• [Natural language region descriptions]
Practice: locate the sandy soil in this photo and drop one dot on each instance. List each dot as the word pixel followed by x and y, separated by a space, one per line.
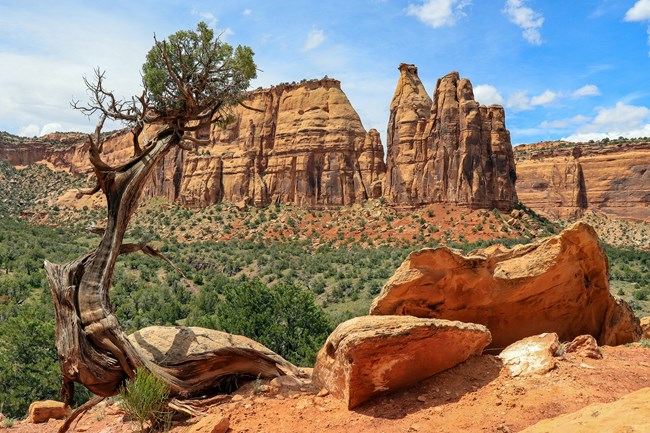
pixel 476 396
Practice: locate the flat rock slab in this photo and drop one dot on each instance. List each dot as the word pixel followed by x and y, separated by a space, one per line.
pixel 630 414
pixel 559 284
pixel 42 411
pixel 370 355
pixel 532 355
pixel 207 356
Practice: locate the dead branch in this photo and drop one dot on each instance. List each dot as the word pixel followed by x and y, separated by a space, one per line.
pixel 150 251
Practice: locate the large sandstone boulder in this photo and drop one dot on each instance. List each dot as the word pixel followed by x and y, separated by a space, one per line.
pixel 559 284
pixel 42 411
pixel 645 326
pixel 532 355
pixel 217 355
pixel 449 150
pixel 627 415
pixel 369 355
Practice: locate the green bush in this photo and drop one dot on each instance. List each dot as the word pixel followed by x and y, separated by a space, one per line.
pixel 144 398
pixel 283 317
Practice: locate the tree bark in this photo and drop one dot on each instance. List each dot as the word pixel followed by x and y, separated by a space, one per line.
pixel 93 350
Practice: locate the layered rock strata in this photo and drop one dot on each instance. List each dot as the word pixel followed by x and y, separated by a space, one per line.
pixel 449 150
pixel 563 179
pixel 370 355
pixel 304 144
pixel 559 284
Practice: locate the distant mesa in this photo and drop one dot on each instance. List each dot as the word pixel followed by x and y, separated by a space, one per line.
pixel 305 144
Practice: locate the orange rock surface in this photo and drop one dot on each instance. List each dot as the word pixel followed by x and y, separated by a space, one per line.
pixel 370 355
pixel 559 284
pixel 630 414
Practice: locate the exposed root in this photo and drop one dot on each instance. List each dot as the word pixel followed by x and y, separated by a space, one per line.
pixel 80 412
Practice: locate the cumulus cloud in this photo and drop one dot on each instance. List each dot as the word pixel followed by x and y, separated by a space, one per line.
pixel 212 21
pixel 314 38
pixel 586 90
pixel 528 20
pixel 622 120
pixel 486 94
pixel 520 101
pixel 438 13
pixel 544 99
pixel 640 12
pixel 564 123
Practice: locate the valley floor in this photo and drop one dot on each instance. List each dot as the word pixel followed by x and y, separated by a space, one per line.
pixel 476 396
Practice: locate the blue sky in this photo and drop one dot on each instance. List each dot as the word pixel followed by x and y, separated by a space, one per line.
pixel 574 70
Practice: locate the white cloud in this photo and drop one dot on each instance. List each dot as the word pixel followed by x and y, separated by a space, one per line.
pixel 438 13
pixel 487 95
pixel 314 38
pixel 639 12
pixel 519 101
pixel 529 20
pixel 622 120
pixel 211 20
pixel 564 123
pixel 586 90
pixel 544 99
pixel 208 17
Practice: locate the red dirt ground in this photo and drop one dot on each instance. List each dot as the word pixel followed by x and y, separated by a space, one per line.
pixel 476 396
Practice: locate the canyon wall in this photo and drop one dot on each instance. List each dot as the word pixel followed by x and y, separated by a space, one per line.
pixel 305 144
pixel 449 150
pixel 564 179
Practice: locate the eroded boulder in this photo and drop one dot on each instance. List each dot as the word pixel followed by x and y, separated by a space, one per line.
pixel 369 355
pixel 559 284
pixel 645 327
pixel 210 357
pixel 531 356
pixel 42 411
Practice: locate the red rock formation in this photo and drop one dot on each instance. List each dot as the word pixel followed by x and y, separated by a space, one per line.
pixel 562 179
pixel 452 150
pixel 559 284
pixel 42 411
pixel 370 355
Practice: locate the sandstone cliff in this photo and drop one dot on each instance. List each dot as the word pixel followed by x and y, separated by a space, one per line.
pixel 450 149
pixel 304 144
pixel 563 179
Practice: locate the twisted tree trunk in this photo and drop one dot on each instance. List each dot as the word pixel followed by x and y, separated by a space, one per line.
pixel 93 350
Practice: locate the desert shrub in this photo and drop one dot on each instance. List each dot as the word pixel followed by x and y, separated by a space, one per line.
pixel 144 398
pixel 284 318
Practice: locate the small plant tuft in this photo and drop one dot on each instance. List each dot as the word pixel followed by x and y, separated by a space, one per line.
pixel 144 398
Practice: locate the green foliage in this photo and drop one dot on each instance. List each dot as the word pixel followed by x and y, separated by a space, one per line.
pixel 29 366
pixel 210 69
pixel 283 318
pixel 144 398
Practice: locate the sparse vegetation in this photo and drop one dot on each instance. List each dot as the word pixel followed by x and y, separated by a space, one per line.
pixel 144 399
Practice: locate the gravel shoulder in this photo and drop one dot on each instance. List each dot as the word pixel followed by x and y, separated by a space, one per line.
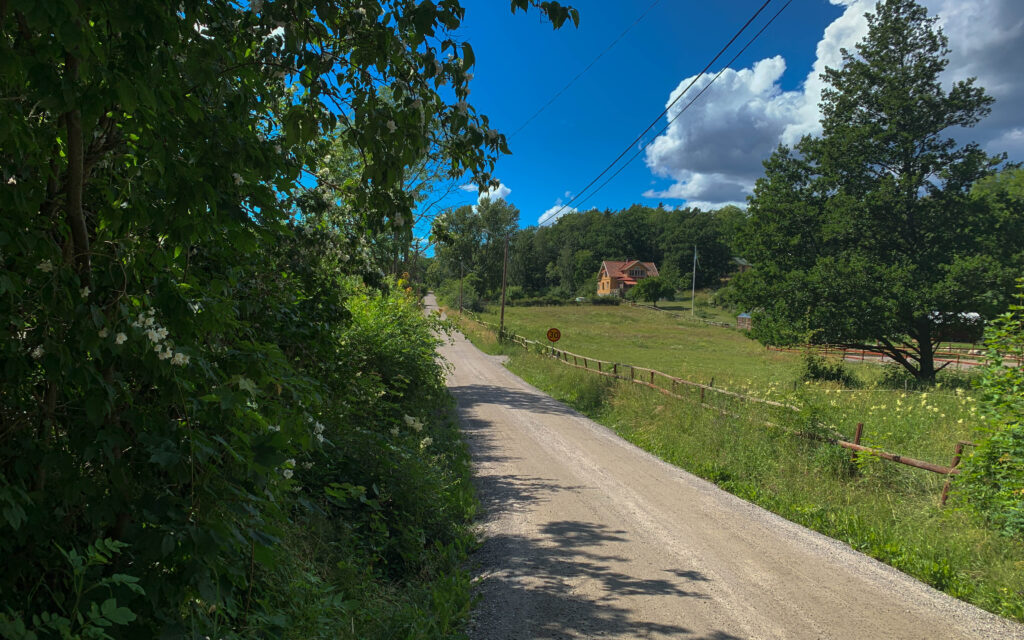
pixel 586 536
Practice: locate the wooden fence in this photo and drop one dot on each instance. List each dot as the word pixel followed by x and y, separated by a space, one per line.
pixel 649 377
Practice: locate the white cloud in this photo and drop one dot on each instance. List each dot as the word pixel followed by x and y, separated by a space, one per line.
pixel 714 152
pixel 549 217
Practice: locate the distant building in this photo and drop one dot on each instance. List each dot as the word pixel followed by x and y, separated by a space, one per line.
pixel 615 278
pixel 741 265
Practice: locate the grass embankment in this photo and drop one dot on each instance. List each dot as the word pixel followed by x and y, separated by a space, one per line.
pixel 885 510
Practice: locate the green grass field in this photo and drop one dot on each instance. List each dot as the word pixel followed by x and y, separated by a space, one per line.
pixel 925 425
pixel 886 510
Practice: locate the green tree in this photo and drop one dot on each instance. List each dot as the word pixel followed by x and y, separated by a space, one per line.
pixel 652 290
pixel 868 233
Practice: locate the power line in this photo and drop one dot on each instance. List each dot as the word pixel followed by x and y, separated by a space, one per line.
pixel 688 104
pixel 658 118
pixel 586 69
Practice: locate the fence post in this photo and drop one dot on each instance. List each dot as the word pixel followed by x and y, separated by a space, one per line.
pixel 957 451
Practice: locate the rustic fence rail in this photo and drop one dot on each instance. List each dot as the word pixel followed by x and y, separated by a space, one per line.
pixel 648 376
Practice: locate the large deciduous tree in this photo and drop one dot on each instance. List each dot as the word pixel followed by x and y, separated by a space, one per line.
pixel 868 233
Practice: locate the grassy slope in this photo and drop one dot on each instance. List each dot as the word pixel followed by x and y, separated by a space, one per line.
pixel 920 425
pixel 886 510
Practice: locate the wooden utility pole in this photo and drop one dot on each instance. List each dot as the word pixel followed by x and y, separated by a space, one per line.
pixel 693 283
pixel 505 268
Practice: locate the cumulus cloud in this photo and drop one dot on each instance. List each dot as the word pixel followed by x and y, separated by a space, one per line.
pixel 714 152
pixel 549 216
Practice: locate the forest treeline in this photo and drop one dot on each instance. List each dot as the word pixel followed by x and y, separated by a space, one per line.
pixel 561 260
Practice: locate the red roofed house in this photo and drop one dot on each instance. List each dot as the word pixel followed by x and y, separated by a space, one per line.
pixel 615 278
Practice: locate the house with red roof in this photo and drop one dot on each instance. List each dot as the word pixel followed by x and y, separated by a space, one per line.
pixel 617 276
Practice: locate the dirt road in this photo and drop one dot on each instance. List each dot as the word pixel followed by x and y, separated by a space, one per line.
pixel 588 537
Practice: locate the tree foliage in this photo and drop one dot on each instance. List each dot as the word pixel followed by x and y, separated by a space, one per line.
pixel 178 315
pixel 869 232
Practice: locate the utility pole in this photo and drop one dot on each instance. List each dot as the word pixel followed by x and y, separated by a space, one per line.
pixel 505 268
pixel 693 284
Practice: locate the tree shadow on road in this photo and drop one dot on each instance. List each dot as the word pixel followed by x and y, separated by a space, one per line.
pixel 527 587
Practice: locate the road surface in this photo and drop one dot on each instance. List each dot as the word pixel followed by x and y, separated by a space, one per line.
pixel 586 536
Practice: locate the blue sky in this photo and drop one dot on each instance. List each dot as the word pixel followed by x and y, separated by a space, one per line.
pixel 713 153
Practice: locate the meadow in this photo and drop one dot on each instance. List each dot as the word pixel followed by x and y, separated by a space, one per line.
pixel 886 510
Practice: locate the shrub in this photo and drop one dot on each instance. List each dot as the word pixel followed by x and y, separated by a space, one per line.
pixel 992 478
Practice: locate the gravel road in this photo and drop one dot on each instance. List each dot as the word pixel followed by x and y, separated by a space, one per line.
pixel 588 537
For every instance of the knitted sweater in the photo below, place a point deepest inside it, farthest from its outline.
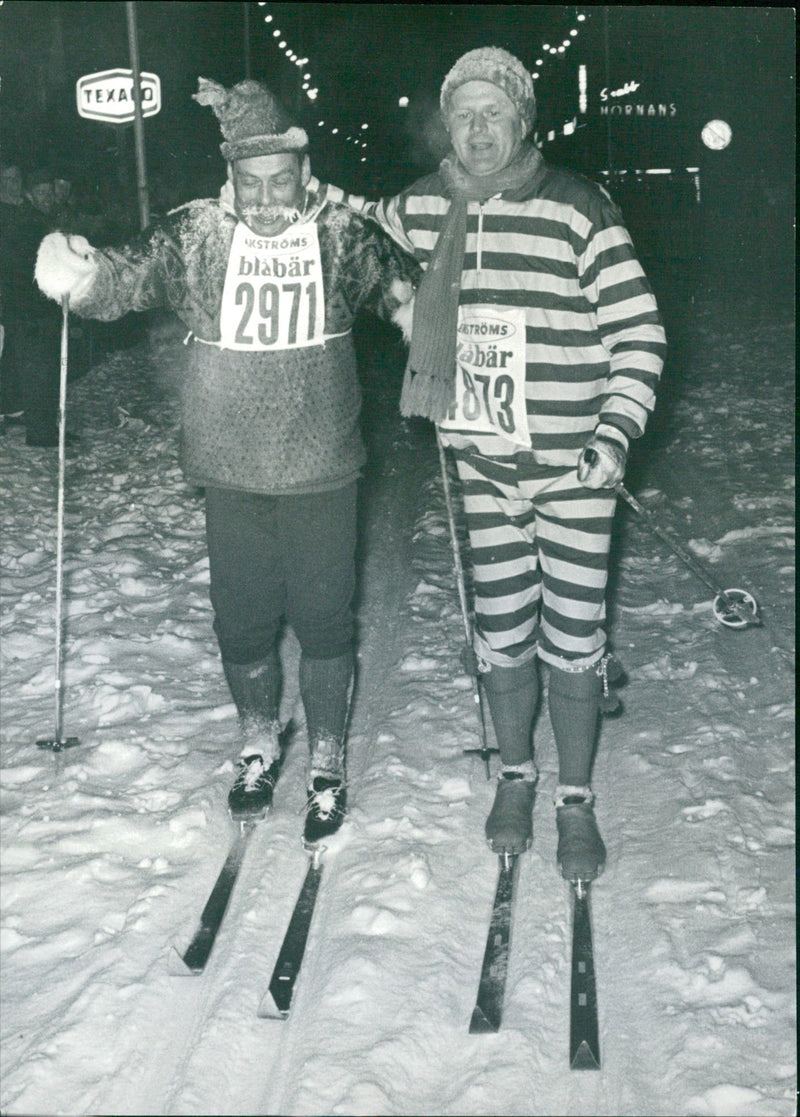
(594, 344)
(275, 421)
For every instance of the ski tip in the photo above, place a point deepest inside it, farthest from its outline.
(268, 1010)
(584, 1058)
(178, 967)
(481, 1023)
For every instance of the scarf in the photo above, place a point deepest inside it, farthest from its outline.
(429, 384)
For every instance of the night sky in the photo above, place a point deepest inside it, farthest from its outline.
(703, 63)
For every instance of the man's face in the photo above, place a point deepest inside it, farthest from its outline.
(268, 190)
(485, 127)
(43, 198)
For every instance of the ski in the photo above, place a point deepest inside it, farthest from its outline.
(487, 1013)
(197, 954)
(276, 1002)
(584, 1044)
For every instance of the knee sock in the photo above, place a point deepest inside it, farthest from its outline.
(256, 689)
(512, 694)
(573, 699)
(325, 690)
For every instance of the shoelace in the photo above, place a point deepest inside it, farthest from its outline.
(324, 802)
(250, 772)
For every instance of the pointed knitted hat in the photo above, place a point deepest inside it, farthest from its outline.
(499, 68)
(251, 120)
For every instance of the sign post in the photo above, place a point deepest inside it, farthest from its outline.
(137, 125)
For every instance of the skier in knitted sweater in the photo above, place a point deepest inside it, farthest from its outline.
(268, 279)
(536, 349)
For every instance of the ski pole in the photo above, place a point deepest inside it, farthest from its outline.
(57, 742)
(733, 608)
(468, 658)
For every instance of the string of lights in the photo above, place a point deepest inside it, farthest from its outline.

• [TASK REQUIREMENTS] The answer must be the line containing "For every instance of the ski pole" and every line after it to the end of the records, repeated exactly.

• [ANSWER FOR THE TASK]
For every instance of the ski pole in the photo above, place a point deepest inside it, farthest from its outline.
(57, 742)
(733, 608)
(468, 658)
For every instance of the string of lights in the photo above, place a point deepest inside it, farthest from its outline.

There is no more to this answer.